What you are asked to do –
Retype the passage on self-doubt and leaving Athens between "But am I really" and "but an excuse?", inclusive.

Extract to read –
*** Block opens ***
Because one year is maybe adjustment to post-college life, or my plan to take a year off and the go back to grad school, but after several years of struggling, the cumulative effect on my overall confidence is: not good. But I’ve got lots of friends who will tell me how brilliant I am, or how even in my (well, to me) goofy-looking driver’s license picture I looked smart. Plus also a number of friends telling me on the frequent occasions my current relationships with the fairer sex haven’t gone beyond a date or two that I really should have a girlfriend. So, how much of those comments win out over the reality of being single and poor registers as true, and how much self-doubt based on the small figures on the checks and little to no money for dates takes over? At what point do you begin to feel a scarlet F (for either "failure" or "fuckup" depending for how vulgar I’m feeling) on you at almost all times? When do you admit to yourself that because a girl dates an older guy it’s not because she’s out for his money, but it’s because he’s not drowning in doubts about how he could afford to travel and see her, or the classic insecurity-in-relationship killer "what does she even see in me?" question? And when do you stop and reflect that your dream of coming back to Athens, and what you wanted to do, and what you’ve wound up doing, don’t mesh? Again (well, by know if you’re reading this you can detect the them I’ve been going for at the end of these paragraphs…)

But am I really talking myself into plans of a "real job" in Atlanta, and moving away from the town I’ve called home for seven out of the past eight years?

Or am I simply throwing in the towel because I think someone special had come into my life, and I realize now I screwed up, again, in the same poor communication way that’s screwed up some other promising relationships?

And that maybe the money isn’t a reason why I clamed up at the worst time, but an excuse?
*** Block closes ***
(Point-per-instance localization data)
*** Block opens ***
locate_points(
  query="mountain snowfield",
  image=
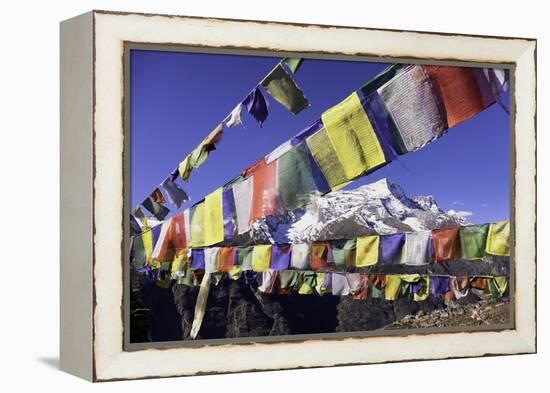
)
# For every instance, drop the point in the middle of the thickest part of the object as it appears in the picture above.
(377, 208)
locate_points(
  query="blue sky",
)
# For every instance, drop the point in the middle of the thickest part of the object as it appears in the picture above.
(177, 98)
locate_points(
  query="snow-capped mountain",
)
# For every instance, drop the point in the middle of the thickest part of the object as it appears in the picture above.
(381, 207)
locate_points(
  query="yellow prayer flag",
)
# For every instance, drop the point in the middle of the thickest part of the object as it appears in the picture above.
(424, 290)
(352, 136)
(393, 283)
(261, 257)
(147, 238)
(498, 238)
(319, 281)
(213, 218)
(367, 251)
(184, 168)
(324, 155)
(197, 226)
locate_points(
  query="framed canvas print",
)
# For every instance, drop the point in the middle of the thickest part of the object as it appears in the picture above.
(245, 195)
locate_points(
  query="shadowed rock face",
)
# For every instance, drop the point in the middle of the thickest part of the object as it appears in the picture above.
(235, 309)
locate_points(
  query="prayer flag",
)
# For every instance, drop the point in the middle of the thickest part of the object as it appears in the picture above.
(256, 105)
(390, 248)
(197, 225)
(472, 241)
(211, 259)
(446, 244)
(300, 256)
(319, 254)
(234, 118)
(135, 227)
(340, 285)
(261, 257)
(393, 284)
(244, 257)
(227, 258)
(343, 252)
(295, 181)
(229, 215)
(213, 218)
(421, 289)
(458, 91)
(197, 259)
(418, 249)
(362, 293)
(367, 251)
(264, 196)
(242, 193)
(352, 137)
(498, 238)
(175, 194)
(280, 256)
(138, 253)
(412, 103)
(293, 63)
(325, 157)
(185, 168)
(151, 204)
(440, 285)
(280, 85)
(308, 283)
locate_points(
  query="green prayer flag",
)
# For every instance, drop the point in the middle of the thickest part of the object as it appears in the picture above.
(293, 63)
(289, 278)
(244, 257)
(158, 210)
(139, 256)
(280, 85)
(472, 241)
(343, 252)
(295, 181)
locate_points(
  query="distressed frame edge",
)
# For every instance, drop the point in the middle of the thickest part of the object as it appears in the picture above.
(529, 340)
(76, 286)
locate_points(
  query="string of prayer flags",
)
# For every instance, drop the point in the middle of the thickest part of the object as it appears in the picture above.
(295, 180)
(352, 137)
(300, 256)
(343, 253)
(458, 90)
(293, 63)
(413, 105)
(256, 105)
(418, 248)
(175, 194)
(390, 248)
(326, 158)
(213, 218)
(261, 257)
(280, 256)
(367, 251)
(243, 192)
(446, 243)
(197, 214)
(135, 227)
(319, 256)
(497, 238)
(472, 241)
(154, 205)
(280, 85)
(234, 118)
(264, 196)
(229, 214)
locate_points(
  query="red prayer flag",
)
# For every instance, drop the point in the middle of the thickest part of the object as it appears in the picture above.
(458, 90)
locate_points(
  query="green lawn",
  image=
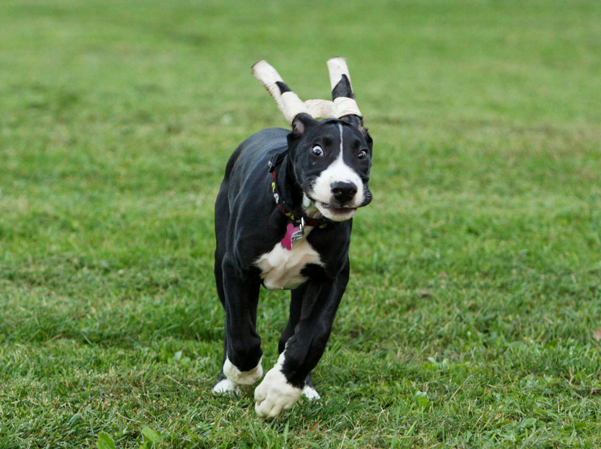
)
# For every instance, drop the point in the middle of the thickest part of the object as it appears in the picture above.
(470, 318)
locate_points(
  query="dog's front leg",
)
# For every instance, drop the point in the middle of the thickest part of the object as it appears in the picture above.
(242, 358)
(284, 383)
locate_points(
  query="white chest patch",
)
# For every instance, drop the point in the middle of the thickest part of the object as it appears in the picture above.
(281, 268)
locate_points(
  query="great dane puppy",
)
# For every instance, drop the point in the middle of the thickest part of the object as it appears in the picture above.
(283, 220)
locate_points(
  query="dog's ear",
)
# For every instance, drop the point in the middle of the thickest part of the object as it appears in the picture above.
(343, 88)
(300, 124)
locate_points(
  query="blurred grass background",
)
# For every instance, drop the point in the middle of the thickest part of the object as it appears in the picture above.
(471, 314)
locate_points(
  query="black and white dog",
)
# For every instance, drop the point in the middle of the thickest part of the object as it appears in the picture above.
(283, 220)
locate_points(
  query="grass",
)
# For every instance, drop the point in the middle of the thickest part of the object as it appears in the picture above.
(470, 318)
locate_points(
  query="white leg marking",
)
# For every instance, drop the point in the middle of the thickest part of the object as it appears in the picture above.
(310, 393)
(242, 377)
(275, 394)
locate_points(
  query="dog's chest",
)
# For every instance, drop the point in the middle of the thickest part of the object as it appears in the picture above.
(281, 268)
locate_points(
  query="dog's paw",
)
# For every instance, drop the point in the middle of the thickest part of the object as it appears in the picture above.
(225, 386)
(311, 393)
(242, 377)
(274, 395)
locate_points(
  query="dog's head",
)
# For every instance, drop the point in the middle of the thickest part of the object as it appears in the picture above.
(331, 161)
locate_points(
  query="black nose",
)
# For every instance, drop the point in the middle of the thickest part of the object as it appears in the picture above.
(344, 192)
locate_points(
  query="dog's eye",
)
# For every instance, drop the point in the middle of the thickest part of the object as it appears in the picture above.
(317, 151)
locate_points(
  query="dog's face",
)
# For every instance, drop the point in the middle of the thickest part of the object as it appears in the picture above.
(331, 162)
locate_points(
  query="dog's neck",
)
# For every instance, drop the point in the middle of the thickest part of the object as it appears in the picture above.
(291, 193)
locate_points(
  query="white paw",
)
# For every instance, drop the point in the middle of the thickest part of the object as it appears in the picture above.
(311, 393)
(275, 394)
(242, 377)
(224, 386)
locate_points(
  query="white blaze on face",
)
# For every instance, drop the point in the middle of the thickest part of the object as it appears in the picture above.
(338, 171)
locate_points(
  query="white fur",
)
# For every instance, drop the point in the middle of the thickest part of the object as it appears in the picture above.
(337, 171)
(242, 377)
(281, 268)
(275, 394)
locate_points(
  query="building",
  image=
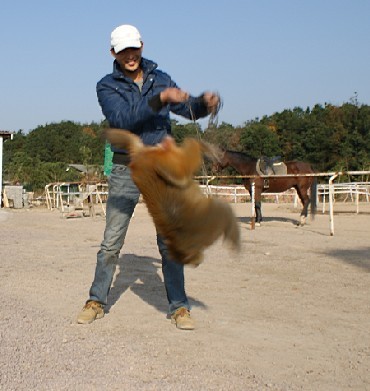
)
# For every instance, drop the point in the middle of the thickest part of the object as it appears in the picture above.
(4, 135)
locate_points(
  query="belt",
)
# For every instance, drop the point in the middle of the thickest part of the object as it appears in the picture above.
(121, 158)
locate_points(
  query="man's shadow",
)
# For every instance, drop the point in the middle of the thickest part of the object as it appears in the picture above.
(142, 277)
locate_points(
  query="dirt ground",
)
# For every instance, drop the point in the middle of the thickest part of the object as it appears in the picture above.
(290, 312)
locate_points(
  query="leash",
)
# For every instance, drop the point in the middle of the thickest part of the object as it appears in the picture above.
(212, 123)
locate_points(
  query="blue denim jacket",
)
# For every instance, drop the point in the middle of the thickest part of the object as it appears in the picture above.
(126, 107)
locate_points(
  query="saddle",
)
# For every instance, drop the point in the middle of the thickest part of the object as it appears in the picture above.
(270, 166)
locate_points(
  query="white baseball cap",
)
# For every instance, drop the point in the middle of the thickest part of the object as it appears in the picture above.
(125, 36)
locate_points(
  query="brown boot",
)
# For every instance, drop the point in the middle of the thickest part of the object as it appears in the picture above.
(181, 317)
(92, 310)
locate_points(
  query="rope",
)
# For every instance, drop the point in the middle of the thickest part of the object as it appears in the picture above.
(212, 123)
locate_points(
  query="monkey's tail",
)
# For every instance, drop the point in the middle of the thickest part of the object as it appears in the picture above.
(123, 139)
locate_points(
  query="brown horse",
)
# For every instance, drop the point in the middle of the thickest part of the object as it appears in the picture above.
(246, 165)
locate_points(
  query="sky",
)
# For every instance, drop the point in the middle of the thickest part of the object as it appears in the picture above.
(261, 56)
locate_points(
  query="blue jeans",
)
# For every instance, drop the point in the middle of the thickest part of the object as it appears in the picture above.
(122, 199)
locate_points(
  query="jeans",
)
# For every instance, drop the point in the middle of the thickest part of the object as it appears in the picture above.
(122, 198)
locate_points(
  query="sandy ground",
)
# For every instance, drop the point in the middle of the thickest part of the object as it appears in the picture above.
(290, 312)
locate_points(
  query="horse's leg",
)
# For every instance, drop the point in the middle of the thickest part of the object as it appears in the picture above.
(305, 199)
(257, 206)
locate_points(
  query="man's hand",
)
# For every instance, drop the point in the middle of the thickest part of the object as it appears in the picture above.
(212, 101)
(173, 95)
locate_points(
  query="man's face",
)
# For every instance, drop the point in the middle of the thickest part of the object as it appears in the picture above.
(129, 59)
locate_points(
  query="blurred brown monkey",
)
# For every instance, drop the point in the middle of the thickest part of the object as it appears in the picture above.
(187, 220)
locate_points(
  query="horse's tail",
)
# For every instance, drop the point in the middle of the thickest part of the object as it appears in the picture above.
(313, 197)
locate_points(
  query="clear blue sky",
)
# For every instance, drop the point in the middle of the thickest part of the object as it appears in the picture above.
(261, 56)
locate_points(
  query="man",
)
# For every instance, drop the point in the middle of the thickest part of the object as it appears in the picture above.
(138, 97)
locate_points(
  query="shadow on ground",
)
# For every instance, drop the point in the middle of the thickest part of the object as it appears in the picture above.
(140, 275)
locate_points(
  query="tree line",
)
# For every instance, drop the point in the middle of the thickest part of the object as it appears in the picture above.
(331, 138)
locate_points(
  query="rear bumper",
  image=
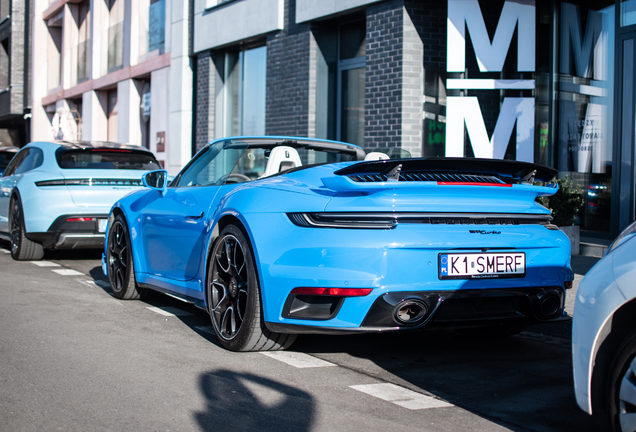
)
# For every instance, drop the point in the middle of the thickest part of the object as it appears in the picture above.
(438, 309)
(64, 234)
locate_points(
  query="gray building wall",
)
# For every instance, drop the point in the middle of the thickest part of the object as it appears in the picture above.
(288, 77)
(13, 103)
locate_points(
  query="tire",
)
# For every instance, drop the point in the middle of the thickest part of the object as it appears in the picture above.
(22, 249)
(494, 331)
(119, 259)
(234, 298)
(622, 387)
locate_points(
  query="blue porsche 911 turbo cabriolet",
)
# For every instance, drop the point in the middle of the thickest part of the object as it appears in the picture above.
(278, 236)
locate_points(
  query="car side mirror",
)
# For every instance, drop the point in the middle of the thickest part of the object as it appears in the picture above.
(157, 180)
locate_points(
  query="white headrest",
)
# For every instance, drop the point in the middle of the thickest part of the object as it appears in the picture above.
(280, 159)
(376, 156)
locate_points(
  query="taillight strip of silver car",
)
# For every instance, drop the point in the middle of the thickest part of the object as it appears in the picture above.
(90, 182)
(391, 220)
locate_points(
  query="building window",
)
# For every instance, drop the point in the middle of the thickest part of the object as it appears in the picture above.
(111, 115)
(351, 62)
(240, 83)
(54, 49)
(4, 64)
(340, 75)
(5, 9)
(115, 34)
(83, 46)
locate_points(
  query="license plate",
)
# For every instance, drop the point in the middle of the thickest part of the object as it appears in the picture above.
(482, 265)
(103, 223)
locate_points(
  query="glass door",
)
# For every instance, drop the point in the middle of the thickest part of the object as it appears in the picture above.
(624, 181)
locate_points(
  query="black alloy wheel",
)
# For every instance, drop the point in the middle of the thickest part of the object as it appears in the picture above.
(121, 272)
(234, 297)
(22, 249)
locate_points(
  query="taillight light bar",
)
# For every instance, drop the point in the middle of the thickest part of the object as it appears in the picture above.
(474, 184)
(90, 182)
(340, 292)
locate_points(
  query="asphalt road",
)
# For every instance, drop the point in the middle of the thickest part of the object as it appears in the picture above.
(74, 358)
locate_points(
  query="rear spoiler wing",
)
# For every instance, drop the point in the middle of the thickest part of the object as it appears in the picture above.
(507, 170)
*** Block closes ***
Answer space –
But am I really talking myself into plans of a "real job" in Atlanta, and moving away from the town I’ve called home for seven out of the past eight years?

Or am I simply throwing in the towel because I think someone special had come into my life, and I realize now I screwed up, again, in the same poor communication way that’s screwed up some other promising relationships?

And that maybe the money isn’t a reason why I clamed up at the worst time, but an excuse?